◆ **Extract to read**:
+ + +

Bus etiquette bleg: should I be doffing my felt fedora? I'm sitting.
91:
I'd hate to be the lawyer to have to hold that in escrow.
I've been trying to remember what the 'lawsuit' in 87 was about. I want to say it had something to do with the flags in the courtroom having (or not having) a border of gold fringe, but that may have been some similar thing that I read in the news. Anyway, dad (and myself) felt a bit sorry for the guys as they'd all lost farms (this was back in the Farm Aid days) except that you were always afraid somebody was going to get shot.
94: I believe public transportation is 'outdoors' for purposes of taking off your hat. I might be wrong, but that's my guess.
I love the crazy pro ses.
You spelled "sex" wrong.
96: Fringe on the flags is a common loony argument. I believe the claim is that a flag with fringe is a naval flag, which makes any court in which such a flag is found an admiralty court, which makes any decisions of such a court not binding on anyone who isn't a boat. I don't actually know enough about flag design and etiquette to trace the argument back to its roots.
94: Remove your hat and put it on the seat next to you. If the bus gets crowded, offer your seat to somebody who looks like they could use it, but leave the hat.
98: Technically speaking, that is how I spell "sex" these days.
97 was my guess, but I feel wrong wearing it. I prob wouldn't if I were standing.
The maybe-hipster in the driver's cap and tweed jacket has retained his hat fwiw.
93: Wasn't there a case in Pennsylvania recently where the prosecution failed to prove that a man had harmed a calf by tricking it into fellating him?
Except New Jersey, not Pennsylvania. Which almost explains the Corzine thing.
The maybe-hipster in the driver's cap and tweed jacket has retained his hat fwiw.
Stand in solidarity with your fellow hipster.
83: Eh, that's life. What sucks is finally getting up the nerve to call the guy to say so and getting bumped into voice mail. It would have been wrong to dump him by voice mail, right?
64, 70, 74:
Did I not give Robert Jordan a fair test? Did he get better? Do you have bad taste? I haven't read him for years, so I don't really know.
Well if you don't like massive fantasy novels with multiple plotlines and the fate of a meticulously developed fictional world in the balance, then you don't like massive fantasy novels with multiple plotlines and the fate of a meticulously developed fictional world in the balance. Dune? The Silmarillion?
As for the Wheel of Time specifically, it's entirely possible that I have bad taste. Or low standards; I'm a fast reader, so a 700-page tome just takes a couple day's worth of free time if I'm familiar with the story enough that I read quickly and don't need to backtrack. Even if it's a crappy book, that's not a prohibitive time investment if I just want to see how it all ends.
Now that excuses and caveats are out of the way, like I said, this is good so far. Stuff is getting done. On screen! By main characters! Intentionally! It's like they've gone back to the style of the sixth book!

+ + +

Items stored from a collection:
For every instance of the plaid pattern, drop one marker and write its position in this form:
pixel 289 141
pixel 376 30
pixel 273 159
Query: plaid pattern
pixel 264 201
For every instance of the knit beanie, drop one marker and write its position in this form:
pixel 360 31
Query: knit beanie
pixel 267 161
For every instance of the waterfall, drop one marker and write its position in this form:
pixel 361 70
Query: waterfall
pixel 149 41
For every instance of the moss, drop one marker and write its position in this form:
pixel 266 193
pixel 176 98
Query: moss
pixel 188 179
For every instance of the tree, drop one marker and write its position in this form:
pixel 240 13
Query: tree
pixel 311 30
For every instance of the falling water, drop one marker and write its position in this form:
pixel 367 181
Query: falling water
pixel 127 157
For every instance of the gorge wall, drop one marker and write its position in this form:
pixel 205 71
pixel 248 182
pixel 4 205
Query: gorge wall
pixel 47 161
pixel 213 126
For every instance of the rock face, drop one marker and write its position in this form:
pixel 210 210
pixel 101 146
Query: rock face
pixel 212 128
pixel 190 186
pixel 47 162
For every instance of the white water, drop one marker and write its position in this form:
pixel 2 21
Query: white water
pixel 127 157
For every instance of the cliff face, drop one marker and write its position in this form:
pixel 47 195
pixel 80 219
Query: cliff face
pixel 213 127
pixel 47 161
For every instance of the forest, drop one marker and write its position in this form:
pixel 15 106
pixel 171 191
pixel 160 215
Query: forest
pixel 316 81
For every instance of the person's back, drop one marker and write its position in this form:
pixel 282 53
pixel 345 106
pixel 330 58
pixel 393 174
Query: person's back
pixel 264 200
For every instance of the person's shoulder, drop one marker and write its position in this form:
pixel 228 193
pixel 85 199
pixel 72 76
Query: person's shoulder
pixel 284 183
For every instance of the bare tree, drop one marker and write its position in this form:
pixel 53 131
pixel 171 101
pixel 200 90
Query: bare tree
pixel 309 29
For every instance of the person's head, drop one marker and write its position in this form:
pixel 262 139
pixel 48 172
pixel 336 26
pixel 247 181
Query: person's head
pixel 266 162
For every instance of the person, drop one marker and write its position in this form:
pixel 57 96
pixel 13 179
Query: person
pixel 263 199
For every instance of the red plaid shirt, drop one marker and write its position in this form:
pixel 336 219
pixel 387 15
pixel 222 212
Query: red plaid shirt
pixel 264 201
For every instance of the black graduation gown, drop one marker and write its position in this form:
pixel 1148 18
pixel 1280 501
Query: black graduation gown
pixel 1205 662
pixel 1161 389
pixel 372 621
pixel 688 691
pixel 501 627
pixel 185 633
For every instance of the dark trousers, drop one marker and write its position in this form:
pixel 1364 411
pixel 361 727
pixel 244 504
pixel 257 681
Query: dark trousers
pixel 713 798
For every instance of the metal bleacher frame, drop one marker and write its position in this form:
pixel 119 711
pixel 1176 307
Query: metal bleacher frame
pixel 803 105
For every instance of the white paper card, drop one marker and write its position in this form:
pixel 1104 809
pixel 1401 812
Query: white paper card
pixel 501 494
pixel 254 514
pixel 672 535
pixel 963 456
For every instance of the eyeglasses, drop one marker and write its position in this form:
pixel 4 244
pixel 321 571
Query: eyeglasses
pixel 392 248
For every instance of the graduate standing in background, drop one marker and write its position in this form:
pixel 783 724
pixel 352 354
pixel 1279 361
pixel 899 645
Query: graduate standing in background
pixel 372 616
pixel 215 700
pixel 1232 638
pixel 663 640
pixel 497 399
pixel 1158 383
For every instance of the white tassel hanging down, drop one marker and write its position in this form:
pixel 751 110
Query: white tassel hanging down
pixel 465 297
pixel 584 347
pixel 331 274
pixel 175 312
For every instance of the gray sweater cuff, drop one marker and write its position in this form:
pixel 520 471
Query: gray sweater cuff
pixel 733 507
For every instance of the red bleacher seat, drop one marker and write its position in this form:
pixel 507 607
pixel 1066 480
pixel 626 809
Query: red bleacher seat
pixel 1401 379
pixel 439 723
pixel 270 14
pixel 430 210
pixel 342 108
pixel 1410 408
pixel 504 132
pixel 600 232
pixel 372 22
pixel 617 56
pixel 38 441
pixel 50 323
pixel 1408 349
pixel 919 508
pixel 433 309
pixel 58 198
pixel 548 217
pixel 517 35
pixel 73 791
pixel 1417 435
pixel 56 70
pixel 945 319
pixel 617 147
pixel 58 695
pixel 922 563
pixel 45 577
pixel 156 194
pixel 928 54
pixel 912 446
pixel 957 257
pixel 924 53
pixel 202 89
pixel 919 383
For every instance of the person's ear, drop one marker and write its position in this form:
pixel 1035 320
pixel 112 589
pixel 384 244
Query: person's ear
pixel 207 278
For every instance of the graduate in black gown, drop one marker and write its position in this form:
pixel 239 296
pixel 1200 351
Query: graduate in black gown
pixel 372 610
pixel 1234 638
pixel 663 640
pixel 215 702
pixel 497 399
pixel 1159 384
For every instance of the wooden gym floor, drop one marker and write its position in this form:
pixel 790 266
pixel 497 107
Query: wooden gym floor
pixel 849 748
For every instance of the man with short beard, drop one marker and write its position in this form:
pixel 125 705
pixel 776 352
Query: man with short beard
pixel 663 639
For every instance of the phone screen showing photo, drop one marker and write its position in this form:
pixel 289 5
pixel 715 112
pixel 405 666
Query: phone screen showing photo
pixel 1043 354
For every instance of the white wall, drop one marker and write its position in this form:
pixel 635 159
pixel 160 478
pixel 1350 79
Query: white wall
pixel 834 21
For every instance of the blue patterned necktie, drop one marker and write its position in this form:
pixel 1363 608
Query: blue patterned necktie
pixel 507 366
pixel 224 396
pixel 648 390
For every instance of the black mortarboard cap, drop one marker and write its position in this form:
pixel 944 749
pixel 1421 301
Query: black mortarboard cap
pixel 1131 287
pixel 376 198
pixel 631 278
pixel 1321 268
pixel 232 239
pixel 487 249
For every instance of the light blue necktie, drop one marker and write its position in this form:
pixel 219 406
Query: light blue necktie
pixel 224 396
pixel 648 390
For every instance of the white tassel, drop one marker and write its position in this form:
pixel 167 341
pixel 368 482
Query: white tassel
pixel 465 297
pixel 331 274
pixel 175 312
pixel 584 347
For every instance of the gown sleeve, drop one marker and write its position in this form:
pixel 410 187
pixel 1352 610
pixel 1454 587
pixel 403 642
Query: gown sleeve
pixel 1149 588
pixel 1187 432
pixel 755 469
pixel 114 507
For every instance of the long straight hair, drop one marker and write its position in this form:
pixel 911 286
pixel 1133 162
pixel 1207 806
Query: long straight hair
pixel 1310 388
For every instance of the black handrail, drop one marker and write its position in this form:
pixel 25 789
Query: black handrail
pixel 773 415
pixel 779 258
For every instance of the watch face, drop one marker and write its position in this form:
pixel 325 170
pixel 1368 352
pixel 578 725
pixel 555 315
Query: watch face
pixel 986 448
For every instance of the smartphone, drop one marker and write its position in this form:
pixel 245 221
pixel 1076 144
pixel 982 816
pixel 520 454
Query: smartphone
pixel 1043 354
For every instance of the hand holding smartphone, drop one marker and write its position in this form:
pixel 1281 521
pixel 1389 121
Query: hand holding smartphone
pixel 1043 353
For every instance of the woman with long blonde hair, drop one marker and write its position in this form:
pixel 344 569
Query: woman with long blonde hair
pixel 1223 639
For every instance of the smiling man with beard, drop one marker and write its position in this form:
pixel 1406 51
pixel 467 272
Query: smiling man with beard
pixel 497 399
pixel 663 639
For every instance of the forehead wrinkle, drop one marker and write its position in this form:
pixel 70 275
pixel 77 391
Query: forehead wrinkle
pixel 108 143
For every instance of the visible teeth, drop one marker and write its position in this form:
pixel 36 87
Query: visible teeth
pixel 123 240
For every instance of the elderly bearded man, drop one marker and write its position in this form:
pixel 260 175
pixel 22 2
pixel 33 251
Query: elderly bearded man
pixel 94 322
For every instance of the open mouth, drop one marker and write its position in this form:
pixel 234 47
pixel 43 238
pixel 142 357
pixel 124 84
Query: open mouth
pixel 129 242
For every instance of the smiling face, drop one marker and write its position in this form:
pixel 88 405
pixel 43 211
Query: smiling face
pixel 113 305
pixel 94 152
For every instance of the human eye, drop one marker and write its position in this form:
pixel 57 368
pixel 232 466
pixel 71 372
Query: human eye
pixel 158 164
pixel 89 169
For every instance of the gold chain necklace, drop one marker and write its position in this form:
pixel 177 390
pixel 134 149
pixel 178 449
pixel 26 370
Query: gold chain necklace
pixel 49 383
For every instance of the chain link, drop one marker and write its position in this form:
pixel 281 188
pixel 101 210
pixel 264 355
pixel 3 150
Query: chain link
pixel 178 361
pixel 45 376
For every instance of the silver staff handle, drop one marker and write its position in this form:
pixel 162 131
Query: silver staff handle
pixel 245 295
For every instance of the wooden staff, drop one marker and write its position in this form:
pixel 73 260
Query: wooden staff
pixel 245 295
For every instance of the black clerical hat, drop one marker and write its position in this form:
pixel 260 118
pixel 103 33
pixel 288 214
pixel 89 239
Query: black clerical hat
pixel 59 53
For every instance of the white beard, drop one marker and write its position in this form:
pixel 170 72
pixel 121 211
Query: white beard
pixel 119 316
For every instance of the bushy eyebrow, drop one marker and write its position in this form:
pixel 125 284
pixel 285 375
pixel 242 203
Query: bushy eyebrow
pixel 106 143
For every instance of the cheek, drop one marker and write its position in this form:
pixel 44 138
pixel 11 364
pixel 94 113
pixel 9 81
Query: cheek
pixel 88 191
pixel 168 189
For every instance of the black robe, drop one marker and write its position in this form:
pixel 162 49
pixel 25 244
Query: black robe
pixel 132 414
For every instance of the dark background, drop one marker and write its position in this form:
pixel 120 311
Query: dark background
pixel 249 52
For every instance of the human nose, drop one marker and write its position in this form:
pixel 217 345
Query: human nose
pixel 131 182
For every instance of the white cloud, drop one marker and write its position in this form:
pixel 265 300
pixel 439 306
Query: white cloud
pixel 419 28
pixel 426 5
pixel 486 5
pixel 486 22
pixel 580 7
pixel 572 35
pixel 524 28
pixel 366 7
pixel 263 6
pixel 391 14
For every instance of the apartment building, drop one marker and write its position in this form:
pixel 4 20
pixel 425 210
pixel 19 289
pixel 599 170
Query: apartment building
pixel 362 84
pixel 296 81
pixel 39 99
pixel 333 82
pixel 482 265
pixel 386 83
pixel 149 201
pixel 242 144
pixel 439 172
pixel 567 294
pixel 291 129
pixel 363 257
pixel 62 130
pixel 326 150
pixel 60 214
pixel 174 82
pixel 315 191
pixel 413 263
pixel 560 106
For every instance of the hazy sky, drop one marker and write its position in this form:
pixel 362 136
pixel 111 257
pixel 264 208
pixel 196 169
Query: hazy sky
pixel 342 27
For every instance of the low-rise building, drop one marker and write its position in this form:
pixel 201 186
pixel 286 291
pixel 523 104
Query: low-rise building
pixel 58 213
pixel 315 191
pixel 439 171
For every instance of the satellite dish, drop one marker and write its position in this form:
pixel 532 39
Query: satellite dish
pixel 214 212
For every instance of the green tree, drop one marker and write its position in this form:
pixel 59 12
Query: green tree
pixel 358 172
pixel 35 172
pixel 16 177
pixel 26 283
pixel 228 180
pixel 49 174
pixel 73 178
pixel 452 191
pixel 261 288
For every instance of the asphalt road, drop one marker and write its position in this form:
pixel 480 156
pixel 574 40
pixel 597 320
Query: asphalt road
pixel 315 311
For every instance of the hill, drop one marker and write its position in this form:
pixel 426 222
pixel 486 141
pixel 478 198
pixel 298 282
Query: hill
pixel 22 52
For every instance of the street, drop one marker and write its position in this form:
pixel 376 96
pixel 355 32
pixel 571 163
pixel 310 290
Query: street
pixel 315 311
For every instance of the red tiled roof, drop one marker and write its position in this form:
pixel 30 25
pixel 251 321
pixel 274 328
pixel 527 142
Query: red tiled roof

+ + +

◆ **Problems to work on**:
[a] Translate this sentence from the comment thread into Spanish: "Remove your hat and put it on the seat next to you."
[b] From the comment thread, extract the passage starting at "Stand in solidarity" up to and including "voice mail, right?".
[c] Continue the comment thread on hat etiquette and fantasy novels, picking up after its final sentence.

◆ **Responses**:
[a] Quítate el sombrero y ponlo en el asiento de al lado.

[b]
Stand in solidarity with your fellow hipster.
83: Eh, that's life. What sucks is finally getting up the nerve to call the guy to say so and getting bumped into voice mail. It would have been wrong to dump him by voice mail, right?

[c]
107: Not if you put it into poetry:
Roses are red.
Violents are blue.
Only as a friend,
Do I think of you.
109 should kick off a great thread.
77: I enjoyed the excerpt on the book's page. The prose is really uniquely demented. Also, James Keir has a son named James Keir II? AFAIK, your son can only be a II rather than a junior if he has your own father's name, not yours. Is this some weird attempt to sound fancy? (To be honest, I don't know if that II thing is right, but my first bf in college was a II rather than a junior because, although he shared his father's first name, his first, middle and last were all shared with his grandfather.)
108: Dune? The Silmarillion?
I did like those. For Dune, I did not read the new books that aren't by Herbert, but I've read all of the original ones (though I thought the ending was weak). I've read LotR several times and the Silmarillion at least a few. I can, for example, speak intelligently about Glorfindel and how his example illustrates elvish mortality. And I still didn't like the Robert Jordan book I tried. (I can't remember which one.)
111: And amazingly enough, I think the excerpt is not nearly as bad as the book itself. I was totally unprepared for how schlocky the plot is.
OMG, the "Angel Statues" FAQ is... OMG.
I have to ask. Why is your book club reading this? Is it a joke, like, after we tackle Finnegan's Wake let's do that Christmas book? Or is your book club inclined in the Prayer of Jabez, Tuesdays with Morrie direction?
94: A gentleman may wears his hat in the corridor of the train, but removes it upon entering his compartment (etiquette lesson via James Bond movie). No one who matters gives a fuck what the losers with mere seats do (and by extension, those on buses).
I ask not to judge, but to imagine how difficult it would be if you were the only one showing up to book club with hilarious one-liners about how shitty the books are while your clubmates talk about how they're thinking of pitching in for a $14,500 angel monument and paying to have Richard Paul Evans come and dedicate it.
From the link in 77:
He once said, "If you want to make friends, join a book club. If you want to make money, go into business. Only a fool confuses the two."
How nice of the book itself to give you an excuse to escape your book club.
115: I don't really know - I only joined this book club two months ago, and I picked the second book myself. My doula introduced me to the book club, and I confided to her that I hate this book, and she said she had been dreading reading it. So I wonder if this host is known to pick terrible books. I know she wanted something holiday-themed.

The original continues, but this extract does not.